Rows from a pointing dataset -

══════════════════════════════

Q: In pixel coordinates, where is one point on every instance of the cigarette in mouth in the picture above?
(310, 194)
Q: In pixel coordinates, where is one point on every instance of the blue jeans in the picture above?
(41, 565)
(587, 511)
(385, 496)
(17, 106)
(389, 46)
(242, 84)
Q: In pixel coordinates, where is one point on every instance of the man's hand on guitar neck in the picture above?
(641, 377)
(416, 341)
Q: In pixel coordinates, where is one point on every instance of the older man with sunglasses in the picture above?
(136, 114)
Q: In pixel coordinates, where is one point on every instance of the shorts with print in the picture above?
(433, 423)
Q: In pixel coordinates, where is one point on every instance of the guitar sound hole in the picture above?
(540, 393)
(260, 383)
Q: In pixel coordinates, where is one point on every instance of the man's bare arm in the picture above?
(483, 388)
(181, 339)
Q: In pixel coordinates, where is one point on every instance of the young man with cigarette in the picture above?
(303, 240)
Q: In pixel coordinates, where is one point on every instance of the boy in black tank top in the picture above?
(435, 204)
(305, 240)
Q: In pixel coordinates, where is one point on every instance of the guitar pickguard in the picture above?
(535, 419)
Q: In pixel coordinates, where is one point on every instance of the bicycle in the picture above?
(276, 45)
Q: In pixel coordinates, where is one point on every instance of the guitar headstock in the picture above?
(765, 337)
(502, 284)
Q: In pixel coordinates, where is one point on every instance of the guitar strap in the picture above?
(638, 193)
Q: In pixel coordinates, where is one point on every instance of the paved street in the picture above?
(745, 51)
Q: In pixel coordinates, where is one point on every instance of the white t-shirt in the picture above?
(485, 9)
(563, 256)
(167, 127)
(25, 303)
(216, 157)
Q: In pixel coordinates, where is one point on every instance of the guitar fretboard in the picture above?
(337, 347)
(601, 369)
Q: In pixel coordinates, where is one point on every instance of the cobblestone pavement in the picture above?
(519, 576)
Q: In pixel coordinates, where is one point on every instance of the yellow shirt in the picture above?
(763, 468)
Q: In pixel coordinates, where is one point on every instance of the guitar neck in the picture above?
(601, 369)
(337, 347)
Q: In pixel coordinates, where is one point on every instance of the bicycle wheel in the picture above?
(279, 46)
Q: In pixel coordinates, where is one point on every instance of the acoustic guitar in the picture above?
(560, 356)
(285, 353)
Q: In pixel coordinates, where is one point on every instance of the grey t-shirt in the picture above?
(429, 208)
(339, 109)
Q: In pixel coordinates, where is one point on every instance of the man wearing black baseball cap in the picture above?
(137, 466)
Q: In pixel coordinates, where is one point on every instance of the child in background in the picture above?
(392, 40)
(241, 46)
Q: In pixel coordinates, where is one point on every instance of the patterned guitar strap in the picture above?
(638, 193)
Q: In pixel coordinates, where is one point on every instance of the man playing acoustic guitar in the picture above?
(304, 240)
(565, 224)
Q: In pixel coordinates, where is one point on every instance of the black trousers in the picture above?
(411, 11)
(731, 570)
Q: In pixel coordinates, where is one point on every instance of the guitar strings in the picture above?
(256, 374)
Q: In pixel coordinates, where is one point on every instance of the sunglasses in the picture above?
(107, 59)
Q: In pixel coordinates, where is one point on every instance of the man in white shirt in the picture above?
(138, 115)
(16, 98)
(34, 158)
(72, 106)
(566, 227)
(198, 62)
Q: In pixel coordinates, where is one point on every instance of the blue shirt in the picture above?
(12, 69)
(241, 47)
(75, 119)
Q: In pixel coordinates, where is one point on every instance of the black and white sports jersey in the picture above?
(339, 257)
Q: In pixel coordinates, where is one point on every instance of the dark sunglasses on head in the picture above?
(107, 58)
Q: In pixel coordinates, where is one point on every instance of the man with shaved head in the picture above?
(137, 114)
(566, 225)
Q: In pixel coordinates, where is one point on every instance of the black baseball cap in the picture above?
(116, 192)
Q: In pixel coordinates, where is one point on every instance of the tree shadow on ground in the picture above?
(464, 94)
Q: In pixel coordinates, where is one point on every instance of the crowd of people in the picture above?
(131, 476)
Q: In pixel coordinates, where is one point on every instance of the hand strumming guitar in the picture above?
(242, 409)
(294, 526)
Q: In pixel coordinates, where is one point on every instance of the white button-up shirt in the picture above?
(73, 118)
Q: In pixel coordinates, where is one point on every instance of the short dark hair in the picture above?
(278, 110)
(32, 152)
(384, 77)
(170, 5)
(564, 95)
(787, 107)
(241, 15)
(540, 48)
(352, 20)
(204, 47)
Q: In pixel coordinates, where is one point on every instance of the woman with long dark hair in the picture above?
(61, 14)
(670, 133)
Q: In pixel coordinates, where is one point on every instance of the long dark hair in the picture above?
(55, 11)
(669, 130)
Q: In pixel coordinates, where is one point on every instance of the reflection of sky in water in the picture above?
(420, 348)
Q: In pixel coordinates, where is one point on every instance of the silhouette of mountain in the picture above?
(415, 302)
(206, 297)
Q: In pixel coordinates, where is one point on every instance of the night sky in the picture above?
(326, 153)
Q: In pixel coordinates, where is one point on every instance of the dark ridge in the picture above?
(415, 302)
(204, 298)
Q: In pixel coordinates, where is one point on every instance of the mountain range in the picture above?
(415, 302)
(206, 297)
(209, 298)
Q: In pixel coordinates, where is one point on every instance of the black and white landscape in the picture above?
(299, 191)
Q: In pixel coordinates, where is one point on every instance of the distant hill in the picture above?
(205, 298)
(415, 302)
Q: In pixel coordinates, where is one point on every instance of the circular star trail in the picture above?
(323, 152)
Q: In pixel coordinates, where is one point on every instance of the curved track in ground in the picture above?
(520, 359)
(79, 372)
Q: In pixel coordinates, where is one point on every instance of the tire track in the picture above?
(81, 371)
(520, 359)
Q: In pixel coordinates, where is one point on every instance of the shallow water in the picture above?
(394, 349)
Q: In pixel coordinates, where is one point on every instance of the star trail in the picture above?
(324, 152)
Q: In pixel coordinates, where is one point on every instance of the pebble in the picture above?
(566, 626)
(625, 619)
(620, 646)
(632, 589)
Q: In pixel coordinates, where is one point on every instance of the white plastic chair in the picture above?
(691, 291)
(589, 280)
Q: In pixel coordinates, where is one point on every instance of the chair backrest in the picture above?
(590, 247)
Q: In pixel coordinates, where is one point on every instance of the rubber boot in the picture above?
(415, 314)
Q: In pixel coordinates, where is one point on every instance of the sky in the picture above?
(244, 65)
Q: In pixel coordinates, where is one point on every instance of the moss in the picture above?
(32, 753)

══════════════════════════════

SET PROBLEM -
Give back exactly the lines that run from the line with "mountain in the picture above?" through the close of the material, counting both ends, and nothing more.

EXERCISE ANSWER -
Q: In pixel coordinates, where is one point on every instance of the silhouette of mountain in the picture above?
(415, 302)
(206, 297)
Q: In pixel coordinates, where is one point on every instance of the night sky in the picture above?
(326, 153)
Q: In pixel coordinates, where is one point on every instance of the dark ridge in the picture above?
(415, 302)
(204, 298)
Q: In pixel coordinates, where is one point on every instance of the mountain range in the picture above?
(415, 302)
(206, 297)
(209, 298)
Q: In pixel coordinates, where is one point on every instance of the black and white landscape in the picture above?
(299, 191)
Q: In pixel coordinates, where is one point on every instance of the distant hill in the picture above?
(205, 298)
(415, 302)
Q: In pixel coordinates, where is one point on every instance of the circular star trail in the picture above?
(323, 152)
Q: In pixel coordinates, where is one point on every instance of the curved track in ground in the picture above?
(520, 359)
(79, 372)
Q: In pixel coordinates, where is one point on every instance of the tire track in the picture above?
(81, 371)
(520, 359)
Q: In pixel coordinates, where is one point on every instance of the shallow water in the picture above?
(394, 349)
Q: In pixel coordinates, where is one point on every instance of the star trail in the picture above?
(324, 152)
Q: In pixel coordinates, where is one point on every instance of the pebble in the picture above?
(566, 626)
(625, 619)
(620, 646)
(632, 589)
Q: In pixel coordinates, where is one point on every instance of the white plastic chair in the picture above?
(691, 291)
(589, 280)
Q: In pixel coordinates, where is one point on every instance of the chair backrest in the picture above?
(590, 247)
Q: In pixel coordinates, where is one point on every instance of the rubber boot in the picture above?
(415, 314)
Q: In pixel coordinates, where is one point on every instance of the sky in the picture above?
(244, 65)
Q: In pixel coordinates, where is one point on every instance of the moss in the picture above?
(32, 753)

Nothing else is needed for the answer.